§ **Written task 1**: According to the passage on cross-border mergers, which targets always earn higher returns, regardless of where the acquiror is from?

------ Provided passage ------

The number and value of cross-border mergers has grown steadily and at last count appears to greatly exceed the comparable numbers for U.S. mergers. They also constitute an increasing fraction of total foreign direct investment (FDI) in emerging markets. Several recent studies help us better understand this increasingly important phenomenon. However, they almost universally focus on the role of governance in the transfer and addition of value to acquirers and targets involved. As a result, it remains unclear if there are other as yet undiscovered factors that remain important determinants of shareholder value for acquirer and target firms. To our knowledge, there are no studies at this point that provide a detailed comparison of the effects of cross–border mergers on the wealth of different groups of acquirer and target shareholders.

In this paper, we provide a comprehensive analysis of the wealth effects of cross–border mergers. Our inclusion of target and combined returns along with acquiror returns allow us to present a more complete picture than that provided by prior studies. For ease of exposition, we divide our sample into four groups based on the country where the acquiror and the target are headquartered. In particular, we refer to our subsample where the acquiror is from a developed market and the target from an emerging market as the DM-EM sample. Following a similar nomenclature, we define the DM-DM, EM-DM, and EM-EM samples. We find that no matter where the acquiror is from, developed market targets always earn higher returns than emerging market targets. We also confirm that cross border mergers are a greater source of synergy when both the target and the acquiror are from dissimilar markets. In other words EM-DM and DM-EM transactions create greater value than EM-EM and DM-DM transactions.

------

§ **Written task 2**: Locate each line in the records that contains the word "boot", and copy those lines.

------ Data provided ------

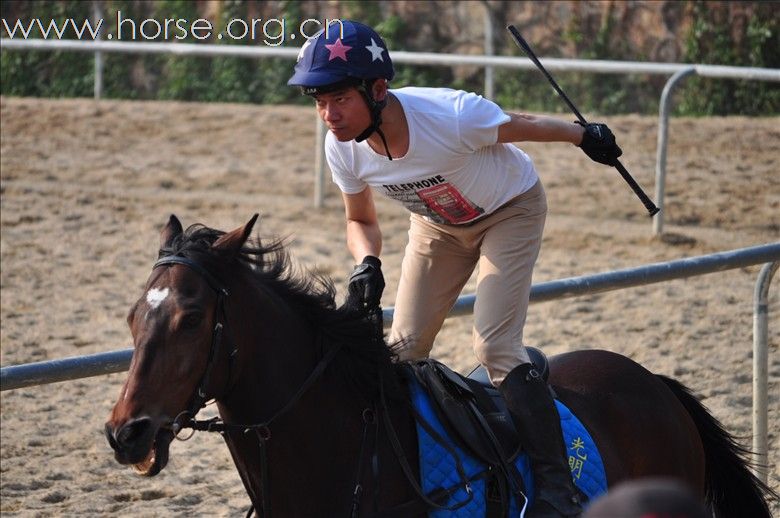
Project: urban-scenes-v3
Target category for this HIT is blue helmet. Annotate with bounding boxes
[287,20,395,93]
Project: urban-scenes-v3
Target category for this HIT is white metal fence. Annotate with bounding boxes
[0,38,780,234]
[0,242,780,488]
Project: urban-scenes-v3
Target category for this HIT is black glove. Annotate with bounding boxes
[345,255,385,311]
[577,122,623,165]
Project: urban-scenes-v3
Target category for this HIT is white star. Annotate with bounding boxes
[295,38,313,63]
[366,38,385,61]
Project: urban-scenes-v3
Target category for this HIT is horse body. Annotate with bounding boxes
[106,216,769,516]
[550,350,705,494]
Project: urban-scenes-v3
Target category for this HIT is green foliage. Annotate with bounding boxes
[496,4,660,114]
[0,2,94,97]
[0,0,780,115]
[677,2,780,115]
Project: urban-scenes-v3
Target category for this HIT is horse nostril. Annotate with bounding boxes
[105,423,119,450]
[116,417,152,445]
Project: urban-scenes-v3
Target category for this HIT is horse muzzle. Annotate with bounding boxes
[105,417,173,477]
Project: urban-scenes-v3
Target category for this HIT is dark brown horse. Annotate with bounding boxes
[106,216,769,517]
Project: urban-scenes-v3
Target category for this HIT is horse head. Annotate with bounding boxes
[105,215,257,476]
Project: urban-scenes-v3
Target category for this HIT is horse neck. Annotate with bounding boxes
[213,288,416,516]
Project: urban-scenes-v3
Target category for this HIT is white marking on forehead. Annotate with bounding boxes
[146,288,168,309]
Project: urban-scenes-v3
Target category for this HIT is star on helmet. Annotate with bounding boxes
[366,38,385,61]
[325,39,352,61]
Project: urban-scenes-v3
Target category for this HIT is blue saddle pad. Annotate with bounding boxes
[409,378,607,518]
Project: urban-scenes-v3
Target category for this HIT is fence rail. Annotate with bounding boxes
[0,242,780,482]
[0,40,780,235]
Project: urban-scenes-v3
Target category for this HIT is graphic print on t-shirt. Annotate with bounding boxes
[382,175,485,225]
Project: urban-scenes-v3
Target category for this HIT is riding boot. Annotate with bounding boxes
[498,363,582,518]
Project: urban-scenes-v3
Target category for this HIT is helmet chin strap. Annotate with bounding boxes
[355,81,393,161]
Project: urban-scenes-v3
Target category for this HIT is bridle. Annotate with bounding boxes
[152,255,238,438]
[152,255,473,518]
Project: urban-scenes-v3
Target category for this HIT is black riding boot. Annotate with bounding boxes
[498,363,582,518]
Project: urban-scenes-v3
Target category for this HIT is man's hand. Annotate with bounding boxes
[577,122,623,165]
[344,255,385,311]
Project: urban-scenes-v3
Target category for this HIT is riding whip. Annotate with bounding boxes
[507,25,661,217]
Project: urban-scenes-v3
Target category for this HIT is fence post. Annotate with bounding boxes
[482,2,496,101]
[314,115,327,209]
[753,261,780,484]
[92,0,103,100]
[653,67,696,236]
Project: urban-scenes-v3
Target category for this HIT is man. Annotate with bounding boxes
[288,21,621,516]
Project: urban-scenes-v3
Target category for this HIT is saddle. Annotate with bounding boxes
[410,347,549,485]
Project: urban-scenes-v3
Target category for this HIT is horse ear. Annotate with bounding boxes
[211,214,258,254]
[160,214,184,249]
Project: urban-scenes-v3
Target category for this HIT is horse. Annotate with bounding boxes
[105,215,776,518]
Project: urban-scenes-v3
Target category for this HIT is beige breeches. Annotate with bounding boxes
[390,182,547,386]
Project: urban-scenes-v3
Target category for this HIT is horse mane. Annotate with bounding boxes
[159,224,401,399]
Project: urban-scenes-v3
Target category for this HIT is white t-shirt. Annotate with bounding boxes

------

§ **Worked answer 1**: Developed market targets always earn higher returns than emerging market targets.

§ **Worked answer 2**:
Target category for this HIT is riding boot. Annotate with bounding boxes
Target category for this HIT is black riding boot. Annotate with bounding boxes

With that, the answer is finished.